- **WHAT IS BEING ASKED**
Drop all images. Then write out each line below exactly as given.

- **Saved entries**
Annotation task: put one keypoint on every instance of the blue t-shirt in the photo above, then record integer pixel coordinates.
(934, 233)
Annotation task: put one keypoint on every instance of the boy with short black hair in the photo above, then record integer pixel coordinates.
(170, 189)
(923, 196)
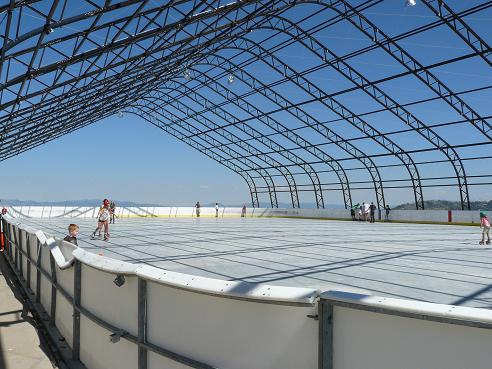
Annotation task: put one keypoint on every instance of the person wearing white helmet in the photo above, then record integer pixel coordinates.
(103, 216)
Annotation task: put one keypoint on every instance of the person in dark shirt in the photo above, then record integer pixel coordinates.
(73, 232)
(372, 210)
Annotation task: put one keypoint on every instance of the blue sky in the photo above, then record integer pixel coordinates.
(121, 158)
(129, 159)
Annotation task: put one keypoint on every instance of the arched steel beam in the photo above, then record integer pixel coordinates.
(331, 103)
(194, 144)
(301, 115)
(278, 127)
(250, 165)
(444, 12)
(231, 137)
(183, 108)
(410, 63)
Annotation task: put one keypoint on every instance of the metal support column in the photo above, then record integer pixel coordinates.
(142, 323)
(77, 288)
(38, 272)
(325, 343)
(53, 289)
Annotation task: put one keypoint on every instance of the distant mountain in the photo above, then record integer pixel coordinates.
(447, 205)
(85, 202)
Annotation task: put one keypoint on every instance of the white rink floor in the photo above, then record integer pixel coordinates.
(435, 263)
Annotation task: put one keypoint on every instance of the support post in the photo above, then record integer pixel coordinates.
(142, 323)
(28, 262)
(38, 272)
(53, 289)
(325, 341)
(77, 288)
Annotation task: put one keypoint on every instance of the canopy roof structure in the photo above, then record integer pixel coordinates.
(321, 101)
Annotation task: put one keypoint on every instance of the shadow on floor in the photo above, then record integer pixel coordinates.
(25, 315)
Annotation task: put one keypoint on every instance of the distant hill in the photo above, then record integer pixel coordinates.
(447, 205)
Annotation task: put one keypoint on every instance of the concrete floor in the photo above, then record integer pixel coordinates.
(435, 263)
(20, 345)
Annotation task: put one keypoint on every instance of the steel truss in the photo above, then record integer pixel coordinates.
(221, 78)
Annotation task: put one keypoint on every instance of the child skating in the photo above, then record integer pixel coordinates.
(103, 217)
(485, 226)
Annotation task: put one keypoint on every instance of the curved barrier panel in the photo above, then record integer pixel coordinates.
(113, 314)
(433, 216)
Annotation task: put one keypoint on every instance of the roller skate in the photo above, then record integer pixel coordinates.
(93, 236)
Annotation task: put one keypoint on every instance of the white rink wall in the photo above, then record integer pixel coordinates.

- **WRITTEN SOLUTION**
Annotation task: put one keypoint on every instance of the blue t-shirt in the photo above, then record integer pixel coordinates.
(934, 233)
Annotation task: put one keypoint on every instance of the boy with short black hair in the photo above, then record integer pixel coordinates.
(170, 189)
(923, 196)
Annotation task: put one keypoint on every instance of the person wearing white helmet in the photo above, then record integer pixel coordinates.
(103, 216)
Annotation task: put one keypoint on every instance of the person in dark shirt in the photo above, then record integer pixel coordinates.
(73, 232)
(372, 210)
Annotation task: put one keypoint on every instance of the blue sky in the photo above, then record integer pixel coordinates.
(121, 158)
(129, 159)
Annotation task: put one keypoint on every instance of the arched steel beam in the photo above, then record integer pixel coordinates.
(331, 103)
(194, 144)
(301, 115)
(278, 127)
(250, 165)
(444, 12)
(231, 137)
(183, 108)
(410, 63)
Annotation task: put one keypoint on every instance of the metal support column in the photo above, then record integer pixel coordinates.
(142, 323)
(77, 288)
(38, 272)
(325, 343)
(53, 289)
Annotation task: put one keypoint on every instance of the distant mountain in the photo above, then record integer pixel coordinates.
(447, 205)
(85, 202)
Annotation task: put one keypoint on every instance of the white rink floor in the photo above, then record integer pixel coordinates.
(435, 263)
Annotation task: put one keypoint on every instance of the support post in the photo above, then record integer pixel coordinates.
(142, 323)
(28, 262)
(38, 272)
(53, 289)
(325, 341)
(77, 288)
Annotation task: put one keypoint on every instance of the canopy roof structure in the photo above, then record integer pixel coordinates.
(321, 101)
Annotation task: put one keypoint on every instance of the shadow on floor in the photo above, then record integer pixel coordinates.
(25, 315)
Annotation task: put one keypoint on every instance of the distant hill in the photo above, then record integer pixel coordinates.
(447, 205)
Annotation task: put one keypoint on every instance of the concrete floor in the photo above, then record integer pixel coordinates.
(435, 263)
(20, 345)
Annotation task: put one keypoint on every instance of the steel truss in the photo above, then record integer pixel coordinates.
(221, 78)
Annotation task: put one keypoint on every instance of the child skating in the photo above, then record integer pixel coordinates.
(103, 217)
(485, 226)
Annotation task: put one keypoint on every instance of the curved barrier panel in the photo above, then record integer pixel coordinates.
(113, 314)
(433, 216)
Annotation task: put one keypoint on every instance of the roller skate in the photo above, then record integer pixel coordinates.
(93, 236)
Annotation task: put one keypoint on every instance of the white rink wall in the photo above, then record integer pixel coordinates.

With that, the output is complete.